Extract to read:
--------------------------------------------------

In the years ahead, we as a country must respect and uphold human rights. That starts with government officials, who must protect the lives of LGBT+ citizens not because their personal beliefs permit them to do so, but because it is their duty under national and international law. They must also hold accountable those who promote and perpetrate violence against LGBT+ people.
At the same time, the international community must continue to mark important days like IDAHOBiT. But it must do so with the understanding that raising the rainbow flag is symbolic. Creating lasting change for human rights requires more than symbolic action. It requires working with civil society organizations like IraQueer, advocating through UN channels, and lobbying the Iraqi government on behalf of LGBT+ Iraqis.
Amir Ashour is an Iraqi human rights defender with 11 years of experience working with Iraqi and international organisations. He is the founder and executive director of IraQueer, Iraq’s first national LGBT+ organisation. He has a masters degree in human rights from Columbia University. Amir was an honouree at the QX Gay Gala in Sweden and has been nominated to other awards including the Raoul Wallenberg Academy Prize and The David Kato Voice and Vision Award.
The views expressed in this article are those of the author and do not necessarily reflect the position of Rudaw.

--------------------------------------------------

Referring expression pointing data:
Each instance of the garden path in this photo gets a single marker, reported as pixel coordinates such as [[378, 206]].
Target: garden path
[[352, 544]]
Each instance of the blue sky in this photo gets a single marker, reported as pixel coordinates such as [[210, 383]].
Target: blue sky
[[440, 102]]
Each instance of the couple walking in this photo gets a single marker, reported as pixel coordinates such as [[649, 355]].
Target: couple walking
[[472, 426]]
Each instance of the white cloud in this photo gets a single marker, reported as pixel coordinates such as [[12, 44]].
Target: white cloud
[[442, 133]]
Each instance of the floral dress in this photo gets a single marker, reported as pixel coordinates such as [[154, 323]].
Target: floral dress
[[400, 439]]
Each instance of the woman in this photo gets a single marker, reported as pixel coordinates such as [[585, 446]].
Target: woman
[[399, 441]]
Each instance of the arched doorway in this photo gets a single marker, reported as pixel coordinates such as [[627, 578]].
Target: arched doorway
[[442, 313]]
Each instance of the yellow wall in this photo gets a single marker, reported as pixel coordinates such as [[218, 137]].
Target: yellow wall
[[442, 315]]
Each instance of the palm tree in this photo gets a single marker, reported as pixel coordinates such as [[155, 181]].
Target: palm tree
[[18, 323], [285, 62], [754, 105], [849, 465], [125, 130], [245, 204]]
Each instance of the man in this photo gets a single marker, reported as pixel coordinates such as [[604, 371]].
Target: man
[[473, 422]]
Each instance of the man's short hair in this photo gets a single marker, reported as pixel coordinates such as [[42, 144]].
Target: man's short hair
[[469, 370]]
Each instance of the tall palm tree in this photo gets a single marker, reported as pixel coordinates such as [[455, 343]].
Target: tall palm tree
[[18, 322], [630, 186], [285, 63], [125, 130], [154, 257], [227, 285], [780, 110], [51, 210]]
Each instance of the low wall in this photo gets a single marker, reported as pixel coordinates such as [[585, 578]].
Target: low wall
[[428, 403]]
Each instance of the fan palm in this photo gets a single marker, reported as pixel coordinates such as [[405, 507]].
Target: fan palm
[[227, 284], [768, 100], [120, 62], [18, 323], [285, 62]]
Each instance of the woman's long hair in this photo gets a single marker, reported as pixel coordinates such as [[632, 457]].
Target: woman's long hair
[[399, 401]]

--------------------------------------------------

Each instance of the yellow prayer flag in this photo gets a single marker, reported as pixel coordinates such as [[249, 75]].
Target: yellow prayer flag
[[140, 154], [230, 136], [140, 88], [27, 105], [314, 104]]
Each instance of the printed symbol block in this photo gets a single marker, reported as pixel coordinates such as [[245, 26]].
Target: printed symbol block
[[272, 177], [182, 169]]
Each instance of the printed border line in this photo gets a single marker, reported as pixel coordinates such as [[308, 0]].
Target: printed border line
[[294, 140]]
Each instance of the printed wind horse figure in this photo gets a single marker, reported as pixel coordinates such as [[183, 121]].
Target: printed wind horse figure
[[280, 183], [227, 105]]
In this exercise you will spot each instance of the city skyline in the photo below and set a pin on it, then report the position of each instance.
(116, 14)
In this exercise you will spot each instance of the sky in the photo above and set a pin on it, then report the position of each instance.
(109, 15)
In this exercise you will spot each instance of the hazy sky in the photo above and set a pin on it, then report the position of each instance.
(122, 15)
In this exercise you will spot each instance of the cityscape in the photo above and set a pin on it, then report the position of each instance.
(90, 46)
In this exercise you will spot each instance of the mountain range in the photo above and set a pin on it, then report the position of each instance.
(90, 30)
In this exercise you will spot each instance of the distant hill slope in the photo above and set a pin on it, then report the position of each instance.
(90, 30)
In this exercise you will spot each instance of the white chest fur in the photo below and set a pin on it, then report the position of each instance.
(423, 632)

--------------------------------------------------

The task: In the article on LGBT+ rights in Iraq, what reason is given for why government officials must protect the lives of LGBT+ citizens?

Response to the exercise: Officials must protect LGBT+ citizens because it is their duty under national and international law. Their personal beliefs permitting it is not the reason.